- _Reading text_
Segment Open

2. Description of the Prior Art
Foamed plastic has found wide acceptance as a versatile and relatively
inexpensive material. It is light-weight, highly compressible, has
excellent insulating properties, lends itself readily to molding into
products with good eye-appeal and can be formed into rigid structures
having strength and cushioning properties which surpass those of paper
products for many uses.
One area in which foamed plastic has been found to be deficient when
compared to paper is that of flexibility. Foam sheeting, although it can
be thermoformed into an almost infinite variety of shapes and
configurations, normally tends to rupture upon being folded or bent. By
addressing itself to, and solving, such a problem, the present invention
provides a foam product that greatly increases the scope of applications
in which foamed plastics may be used to advantage.
SUMMARY OF THE INVENTION
The present invention comprises a flexible, dead-foldable foamed plastic
sheet having a compressed cellular structure and being further
characterized by having in close proximity to at least one of its two
major surfaces a quantity of fractured compressed cells sufficient in
number such that the sheet is rendered dead-foldable. The compressed sheet
hereinafter disclosed has both appearance and folding characteristics
approaching or superior to those of paper and cardboard products while
retaining the more desirable insulating and cushioning characteristics of
foam and even improving on the tensile properties of the original foam
sheet. The present invention also encompasses a process useful for making
such flexible sheet material.
In accordance with this invention, a foam plastic sheet, e.g. polystyrene
foam, is sandwiched between surfaces, at least one of which is textured
(e.g., screen like), placed in a press or other suitable compressing means
and compressed to reduce the thickness of the sheet while simultaneously
fracturing a substantial portion of the cells of said foam sheet at one or
both surfaces of said sheet. Thus, the purpose of this procedure is at
least threefold:
(1) to compress the cell structure of the foam;
(2) to partially destroy the resilience and surface character of the foam;
and
(3) to provide means whereby the compressed gaseous matter trapped within
the foam structure can escape (e.g., by virtue of the channels formed by
the screen-like structure penetrating the surface of said foam sheet).
In specific embodiments, the compression step may be effected by placing
the foam sheet between surfaces having a screen-like character, between
surfaces having numerous small, needle-like protrusions, between surfaces
having numerous closely spaced protrusions or grooves, combinations of
such devices, or with a smooth or decoratively embossing surface against
one or both sides of the foam sheet.
Following the above compression step and when desired to obtain a sheet
with a smoother surface and further compressed, the foam sheet can be
subjected to a second compression between two smooth surfaces to further
densify, or reduce the thickness of the foam sheet and also to restore
some of the smooth character to the surface of the sheet.
Foam sheet processed in the aforedescribed manner possesses greatly
improved folding characteristics. The extent to which it approaches any
particular grade of paper or cardboard in appearance and character depends
largely upon the pressure used in each of the respective stages of
compression, when two compression steps are used, and upon the spacing of
the protrusions in the initial compression. Additionally, the product of
this process, particularly when two stages of compression are used,
possesses excellent paper-like surface characteristics. It may be written
upon with ink or pencil, typed on or imprinted with a stamp or printing
press. Using suitable adhesives, it may be laminated to foil, plastic film
or any other desired material and decorative or informative labels may be
similarly attached.

Segment Closed

- _Instructions_
**A.** Copy the section of the foamed plastic sheet text from "In specific embodiments, the" to "of the sheet.", word for word.
**B.** Answer these questions from the foamed plastic sheet text:
(i) In what respect is foamed plastic said to be deficient when compared to paper?
(ii) What foam is given as an example of a foam plastic sheet?
(iii) With what two things can the finished product be written upon?
**C.** Continue the text on the foamed plastic sheet from the point where it ends.

- _Data to examine_
Segment Open

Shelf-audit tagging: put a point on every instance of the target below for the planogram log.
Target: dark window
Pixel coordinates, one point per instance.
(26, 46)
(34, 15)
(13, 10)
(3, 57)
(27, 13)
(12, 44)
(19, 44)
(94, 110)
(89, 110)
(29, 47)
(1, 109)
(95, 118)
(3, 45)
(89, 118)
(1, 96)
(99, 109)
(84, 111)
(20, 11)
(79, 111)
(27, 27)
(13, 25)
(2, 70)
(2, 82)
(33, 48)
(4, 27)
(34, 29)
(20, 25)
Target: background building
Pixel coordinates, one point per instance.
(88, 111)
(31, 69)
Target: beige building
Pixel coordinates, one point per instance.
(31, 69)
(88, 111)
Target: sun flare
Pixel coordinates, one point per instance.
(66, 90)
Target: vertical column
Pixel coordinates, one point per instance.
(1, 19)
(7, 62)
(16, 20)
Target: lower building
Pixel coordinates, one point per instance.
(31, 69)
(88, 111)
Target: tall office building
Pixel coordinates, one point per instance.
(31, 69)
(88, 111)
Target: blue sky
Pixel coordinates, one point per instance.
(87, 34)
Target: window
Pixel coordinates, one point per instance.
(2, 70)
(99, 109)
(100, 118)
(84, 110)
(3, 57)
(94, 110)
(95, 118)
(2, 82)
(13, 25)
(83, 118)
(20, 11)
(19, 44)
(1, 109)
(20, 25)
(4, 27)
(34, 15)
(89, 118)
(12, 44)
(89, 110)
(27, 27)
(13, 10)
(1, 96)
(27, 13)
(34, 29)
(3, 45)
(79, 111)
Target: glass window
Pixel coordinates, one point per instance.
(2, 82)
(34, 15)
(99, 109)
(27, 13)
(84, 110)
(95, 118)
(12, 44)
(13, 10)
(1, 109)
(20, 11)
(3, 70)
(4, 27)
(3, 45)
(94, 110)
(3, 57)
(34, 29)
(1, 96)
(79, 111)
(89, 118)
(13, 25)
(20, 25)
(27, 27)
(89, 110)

Segment Closed

- _Responses for each task_
**A.**
In specific embodiments, the compression step may be effected by placing
the foam sheet between surfaces having a screen-like character, between
surfaces having numerous small, needle-like protrusions, between surfaces
having numerous closely spaced protrusions or grooves, combinations of
such devices, or with a smooth or decoratively embossing surface against
one or both sides of the foam sheet.
Following the above compression step and when desired to obtain a sheet
with a smoother surface and further compressed, the foam sheet can be
subjected to a second compression between two smooth surfaces to further
densify, or reduce the thickness of the foam sheet and also to restore
some of the smooth character to the surface of the sheet.

**B.**
(i) Flexibility.
(ii) Polystyrene foam.
(iii) Ink or pencil.

**C.**
The mechanical properties (including tensile strength, modulus, break
strength and percent elongation) of compressed foam sheet as embodied
herein are also enhanced relative to the foam sheet in its original form.
BRIEF DESCRIPTION OF THE DRAWINGS
To facilitate understanding of this invention reference is made in the
description of the embodiments to the drawings in which:
FIG. 1 is a perspective view of an apparatus assembly useful for carrying
out the process of this invention;
FIG. 2 is a side elevation of the assembly of FIG. 1;
FIGS. 3, 4 and 5 are sections of the primary roller of the assembly of FIG.
1 showing alternate surface texture patterns useful in the practice of the
invention and foam sheeting after being compressed thereby;
FIGS. 6 and 6A are diagrammatic views showing another embodiment of the
process of this invention wherein flat screen-like plates are used in the
initial compression step and arrows are used symbolically to indicate the
compression means; and
FIGS. 7 and 7A are diagrammatic views of the embodiment of FIG. 6 wherein
flat smooth plates are used in the secondary compression step and arrows
are again used symbolically to indicate the compression means.
DESCRIPTION OF THE PREFERRED EMBODIMENTS
In one of the preferred embodiments the process of this invention is
carried out by forming a sandwich comprising a sheet of foam plastic
material contacted on top and bottom by a flat plate and applying suitable
pressure thereon, as illustrated in the drawings by FIGS. 6, 6A, 7 and 7A.
More specifically, a sheet of foam material 12 is placed between two
textured plates 13a and 13b, herein shown as having a screen-like
structure but other designs having closely spaced protrusions and/or
grooves as may occur to one skilled in the art and will accomplish the
intended purpose may be substituted therefor. The resultant sandwich
(i.e.--textured plate 13a, foam sheet 12 and textured plate 13b) is then
compressed by suitable means, illustrated symbolically in FIG. 6A by
arrows 14.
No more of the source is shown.